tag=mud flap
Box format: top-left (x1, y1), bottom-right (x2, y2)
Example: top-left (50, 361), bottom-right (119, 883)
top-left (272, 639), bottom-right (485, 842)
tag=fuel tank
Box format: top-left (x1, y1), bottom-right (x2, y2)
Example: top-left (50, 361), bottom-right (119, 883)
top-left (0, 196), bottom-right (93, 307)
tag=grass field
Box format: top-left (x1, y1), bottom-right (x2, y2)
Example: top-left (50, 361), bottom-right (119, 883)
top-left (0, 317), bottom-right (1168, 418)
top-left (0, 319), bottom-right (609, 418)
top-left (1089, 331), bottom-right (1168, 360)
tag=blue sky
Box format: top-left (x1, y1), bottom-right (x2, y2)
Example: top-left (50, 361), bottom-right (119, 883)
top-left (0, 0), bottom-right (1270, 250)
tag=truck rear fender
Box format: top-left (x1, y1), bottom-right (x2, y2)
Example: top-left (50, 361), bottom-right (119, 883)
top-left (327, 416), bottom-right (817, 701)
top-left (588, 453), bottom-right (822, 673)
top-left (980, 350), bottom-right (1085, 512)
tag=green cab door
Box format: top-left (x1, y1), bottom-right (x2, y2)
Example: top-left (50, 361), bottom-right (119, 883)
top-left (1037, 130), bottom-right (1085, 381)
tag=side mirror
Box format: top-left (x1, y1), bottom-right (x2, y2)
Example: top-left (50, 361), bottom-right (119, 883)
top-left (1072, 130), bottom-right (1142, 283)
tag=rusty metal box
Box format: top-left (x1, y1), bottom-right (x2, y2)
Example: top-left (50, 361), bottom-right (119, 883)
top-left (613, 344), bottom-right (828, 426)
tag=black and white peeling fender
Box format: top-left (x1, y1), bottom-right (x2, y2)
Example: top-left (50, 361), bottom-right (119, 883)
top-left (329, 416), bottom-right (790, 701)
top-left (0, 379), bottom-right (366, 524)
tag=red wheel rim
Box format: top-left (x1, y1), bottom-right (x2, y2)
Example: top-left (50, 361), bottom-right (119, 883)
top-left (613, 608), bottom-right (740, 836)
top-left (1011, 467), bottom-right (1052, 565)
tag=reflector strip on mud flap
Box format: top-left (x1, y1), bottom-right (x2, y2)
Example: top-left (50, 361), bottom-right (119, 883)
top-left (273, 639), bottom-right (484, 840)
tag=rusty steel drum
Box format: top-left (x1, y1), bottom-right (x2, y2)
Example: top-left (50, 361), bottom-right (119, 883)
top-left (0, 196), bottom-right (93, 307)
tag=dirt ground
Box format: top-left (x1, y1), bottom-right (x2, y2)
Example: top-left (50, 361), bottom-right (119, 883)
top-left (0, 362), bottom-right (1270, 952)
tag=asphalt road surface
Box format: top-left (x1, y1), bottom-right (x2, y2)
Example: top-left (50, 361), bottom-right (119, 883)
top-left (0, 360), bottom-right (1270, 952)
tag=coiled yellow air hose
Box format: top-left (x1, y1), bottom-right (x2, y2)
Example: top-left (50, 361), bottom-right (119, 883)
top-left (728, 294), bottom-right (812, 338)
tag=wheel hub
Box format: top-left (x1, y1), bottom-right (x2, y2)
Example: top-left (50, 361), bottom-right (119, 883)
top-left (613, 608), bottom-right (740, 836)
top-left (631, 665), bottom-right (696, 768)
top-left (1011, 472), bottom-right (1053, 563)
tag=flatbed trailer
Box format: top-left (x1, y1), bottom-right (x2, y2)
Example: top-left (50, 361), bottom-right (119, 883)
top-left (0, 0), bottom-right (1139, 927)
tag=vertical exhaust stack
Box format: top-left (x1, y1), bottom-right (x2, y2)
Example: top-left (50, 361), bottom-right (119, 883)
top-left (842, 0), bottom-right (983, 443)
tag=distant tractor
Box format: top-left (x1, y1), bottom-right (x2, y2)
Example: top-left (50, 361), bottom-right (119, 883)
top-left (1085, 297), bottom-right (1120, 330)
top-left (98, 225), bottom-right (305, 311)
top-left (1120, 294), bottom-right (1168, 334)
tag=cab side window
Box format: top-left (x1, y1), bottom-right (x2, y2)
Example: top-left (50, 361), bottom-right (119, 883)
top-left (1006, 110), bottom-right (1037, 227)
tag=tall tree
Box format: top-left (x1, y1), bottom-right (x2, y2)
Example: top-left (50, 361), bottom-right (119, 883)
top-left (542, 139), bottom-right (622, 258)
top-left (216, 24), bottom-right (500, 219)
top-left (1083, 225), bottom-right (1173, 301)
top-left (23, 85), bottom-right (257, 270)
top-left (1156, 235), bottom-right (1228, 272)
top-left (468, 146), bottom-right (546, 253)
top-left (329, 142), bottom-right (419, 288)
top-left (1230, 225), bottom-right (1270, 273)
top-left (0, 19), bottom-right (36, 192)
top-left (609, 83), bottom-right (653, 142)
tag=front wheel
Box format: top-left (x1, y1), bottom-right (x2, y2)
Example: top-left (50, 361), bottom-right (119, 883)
—————
■ Objective ■
Quote all of the items above word for word, leaving every line unchanged.

■ Answer to this problem ■
tag=mud flap
Box format: top-left (x1, y1), bottom-right (x2, y2)
Example: top-left (50, 361), bottom-right (119, 883)
top-left (272, 639), bottom-right (485, 842)
tag=fuel tank
Box format: top-left (x1, y1), bottom-right (x2, y2)
Example: top-left (50, 361), bottom-right (119, 883)
top-left (0, 196), bottom-right (93, 307)
tag=grass field
Box format: top-left (x1, y1), bottom-right (x2, y2)
Example: top-left (50, 361), bottom-right (119, 883)
top-left (0, 317), bottom-right (1168, 418)
top-left (0, 319), bottom-right (609, 418)
top-left (1089, 331), bottom-right (1168, 360)
tag=blue sky
Box format: top-left (x1, y1), bottom-right (x2, y2)
Example: top-left (50, 361), bottom-right (119, 883)
top-left (0, 0), bottom-right (1270, 250)
tag=truck rear fender
Box format: top-left (x1, y1), bottom-right (x2, y2)
Example: top-left (50, 361), bottom-right (119, 883)
top-left (327, 416), bottom-right (817, 701)
top-left (588, 453), bottom-right (822, 673)
top-left (980, 350), bottom-right (1085, 512)
tag=green cab door
Box format: top-left (x1, y1), bottom-right (x2, y2)
Example: top-left (50, 361), bottom-right (119, 883)
top-left (1037, 130), bottom-right (1085, 381)
tag=side mirror
Box format: top-left (x1, y1), bottom-right (x2, y2)
Example: top-left (50, 361), bottom-right (119, 883)
top-left (1072, 130), bottom-right (1142, 283)
tag=rusty metal box
Box format: top-left (x1, y1), bottom-right (x2, y2)
Example: top-left (50, 361), bottom-right (119, 883)
top-left (613, 344), bottom-right (828, 426)
tag=black and white peeling fender
Box format: top-left (x1, y1), bottom-right (x2, y2)
Example: top-left (50, 361), bottom-right (119, 883)
top-left (329, 416), bottom-right (790, 701)
top-left (0, 379), bottom-right (366, 524)
tag=red wheel rim
Box format: top-left (x1, y1), bottom-right (x2, y2)
Example: top-left (50, 361), bottom-right (119, 883)
top-left (613, 608), bottom-right (740, 836)
top-left (1011, 467), bottom-right (1052, 565)
tag=reflector strip on mud flap
Box format: top-left (x1, y1), bottom-right (x2, y2)
Example: top-left (50, 361), bottom-right (119, 883)
top-left (273, 639), bottom-right (484, 840)
tag=rusty steel drum
Box format: top-left (x1, y1), bottom-right (x2, y2)
Example: top-left (50, 361), bottom-right (119, 883)
top-left (0, 196), bottom-right (93, 307)
tag=dirt ground
Box format: top-left (x1, y1), bottom-right (x2, y2)
Example: top-left (50, 361), bottom-right (119, 883)
top-left (0, 362), bottom-right (1270, 952)
tag=asphalt road surface
Box format: top-left (x1, y1), bottom-right (x2, y2)
Example: top-left (50, 361), bottom-right (119, 883)
top-left (0, 360), bottom-right (1270, 952)
tag=coiled yellow air hose
Box format: top-left (x1, y1), bottom-right (x2, y2)
Example: top-left (50, 361), bottom-right (119, 883)
top-left (728, 294), bottom-right (812, 338)
tag=wheel hub
Box format: top-left (x1, y1), bottom-right (x2, y2)
Example: top-left (50, 361), bottom-right (119, 883)
top-left (613, 608), bottom-right (740, 836)
top-left (631, 665), bottom-right (696, 768)
top-left (1011, 472), bottom-right (1053, 563)
tag=flatbed trailer
Box format: top-left (x1, y1), bottom-right (x2, y2)
Example: top-left (50, 361), bottom-right (119, 883)
top-left (0, 0), bottom-right (1139, 927)
tag=vertical exhaust stack
Box format: top-left (x1, y1), bottom-right (x2, y2)
Example: top-left (50, 361), bottom-right (119, 883)
top-left (842, 0), bottom-right (983, 443)
tag=distant tractor
Box format: top-left (x1, y1), bottom-right (x2, y2)
Example: top-left (50, 361), bottom-right (119, 883)
top-left (1085, 297), bottom-right (1120, 330)
top-left (98, 225), bottom-right (305, 311)
top-left (1120, 294), bottom-right (1168, 334)
tag=cab side window
Box format: top-left (x1, y1), bottom-right (x2, y2)
Example: top-left (50, 361), bottom-right (119, 883)
top-left (1006, 110), bottom-right (1037, 227)
tag=tall tree
Box format: top-left (x1, y1), bottom-right (x2, y2)
Example: top-left (50, 361), bottom-right (119, 883)
top-left (542, 139), bottom-right (622, 258)
top-left (216, 24), bottom-right (500, 219)
top-left (1083, 225), bottom-right (1173, 301)
top-left (23, 85), bottom-right (257, 270)
top-left (1156, 235), bottom-right (1228, 272)
top-left (468, 146), bottom-right (546, 253)
top-left (329, 142), bottom-right (419, 288)
top-left (1230, 225), bottom-right (1270, 273)
top-left (0, 19), bottom-right (36, 192)
top-left (609, 83), bottom-right (653, 142)
tag=front wheel
Box format: top-left (x1, y1), bottom-right (x2, y2)
Example: top-left (50, 361), bottom-right (119, 883)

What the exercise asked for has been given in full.